[[ EXERCISE PASSAGE, beginning ]]

A concise definition of each level of impact follows:

The advertising expenditures incurred throughout the economy by businesses in all industries and all geographic areas set off a chain reaction that (1) generates a net gain in direct sales and jobs due to the promotion of the industries' products and services, (2) generates indirect sales and jobs among the first level suppliers to those industries that incur the advertising expenditures, and (3) generates indirect sales and jobs among all other levels of economic activity as interindustry sales ripple throughout the economy.

Retail and Manufacturing - The first and broadest level includes sales of products and services by manufacturers, retailers and their sales people and employees. This first tier of economic activity also includes the preparation of advertising that businesses use to communicate with consumers. It includes the work of advertising agencies as well as the purchase of advertising time and space on radio and television stations, cable operators and networks, in newspapers, magazines, and other outlets.

Suppliers to Retail and Manufacturing - As the advertising generates sales, it sets off chain reactions throughout the economy that create additional jobs and sales, as a second tier of vendors and wholesalers provide supplies and support to the first tier manufacturers, retailers, and service businesses. When advertising encourages consumers to purchase automobiles or trucks, for example, those retail and manufacturing level sales generate demand from suppliers of steel, electrical wiring, semiconductors, fabric and leather for upholstery, plastic, rubber for tires and parts, radio and GPS receivers and other products and services that are used to make the advertised product.

[[ EXERCISE PASSAGE, end ]]
[[ RECORDS PROVIDED, beginning ]]

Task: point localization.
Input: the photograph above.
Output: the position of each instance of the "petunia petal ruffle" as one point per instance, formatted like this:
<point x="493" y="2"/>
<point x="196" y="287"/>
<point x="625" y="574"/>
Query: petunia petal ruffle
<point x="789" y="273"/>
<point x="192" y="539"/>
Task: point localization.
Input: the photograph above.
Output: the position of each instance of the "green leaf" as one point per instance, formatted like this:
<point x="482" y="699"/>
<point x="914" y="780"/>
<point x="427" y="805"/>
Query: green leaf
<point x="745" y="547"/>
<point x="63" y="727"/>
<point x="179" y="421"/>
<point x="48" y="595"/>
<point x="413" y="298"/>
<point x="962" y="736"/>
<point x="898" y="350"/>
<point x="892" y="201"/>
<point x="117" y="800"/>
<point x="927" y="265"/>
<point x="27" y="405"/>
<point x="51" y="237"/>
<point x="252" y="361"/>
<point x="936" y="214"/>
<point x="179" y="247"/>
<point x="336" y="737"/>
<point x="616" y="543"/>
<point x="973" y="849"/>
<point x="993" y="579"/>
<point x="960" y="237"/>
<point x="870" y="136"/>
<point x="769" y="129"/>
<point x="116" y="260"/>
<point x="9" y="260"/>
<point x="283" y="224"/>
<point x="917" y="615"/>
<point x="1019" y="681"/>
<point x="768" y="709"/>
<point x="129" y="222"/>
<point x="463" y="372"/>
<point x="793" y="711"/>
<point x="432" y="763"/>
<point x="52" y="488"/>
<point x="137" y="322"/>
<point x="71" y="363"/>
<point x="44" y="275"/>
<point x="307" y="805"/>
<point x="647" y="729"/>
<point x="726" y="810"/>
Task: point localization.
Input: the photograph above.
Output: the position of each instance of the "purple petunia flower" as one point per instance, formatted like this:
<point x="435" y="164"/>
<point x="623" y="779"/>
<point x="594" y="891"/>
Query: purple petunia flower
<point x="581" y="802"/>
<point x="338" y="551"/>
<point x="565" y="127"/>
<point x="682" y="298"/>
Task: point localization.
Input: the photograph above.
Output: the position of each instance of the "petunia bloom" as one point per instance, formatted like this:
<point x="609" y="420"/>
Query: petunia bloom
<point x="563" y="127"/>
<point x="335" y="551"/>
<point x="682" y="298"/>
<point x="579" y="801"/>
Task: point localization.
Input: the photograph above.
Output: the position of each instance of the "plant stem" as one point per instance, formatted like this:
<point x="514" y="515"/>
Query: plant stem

[[ RECORDS PROVIDED, end ]]

*DIRECTIONS*.
1. Write out the part of the passage on advertising's economic impact starting at "Suppliers to Retail" and ending at "the advertised product.".
2. According to the passage on advertising's economic impact, who provides supplies and support to the first-tier manufacturers, retailers, and service businesses?
3. List every supplier product that the passage on advertising's economic impact names as being in demand when advertising encourages consumers to buy automobiles or trucks.
These lines have no connection to the passage on advertising's economic impact.

*ANSWER SET*.
1.
Suppliers to Retail and Manufacturing - As the advertising generates sales, it sets off chain reactions throughout the economy that create additional jobs and sales, as a second tier of vendors and wholesalers provide supplies and support to the first tier manufacturers, retailers, and service businesses. When advertising encourages consumers to purchase automobiles or trucks, for example, those retail and manufacturing level sales generate demand from suppliers of steel, electrical wiring, semiconductors, fabric and leather for upholstery, plastic, rubber for tires and parts, radio and GPS receivers and other products and services that are used to make the advertised product.

2. A second tier of vendors and wholesalers.

3. Steel, electrical wiring, semiconductors, fabric and leather for upholstery, plastic, rubber for tires and parts, and radio and GPS receivers.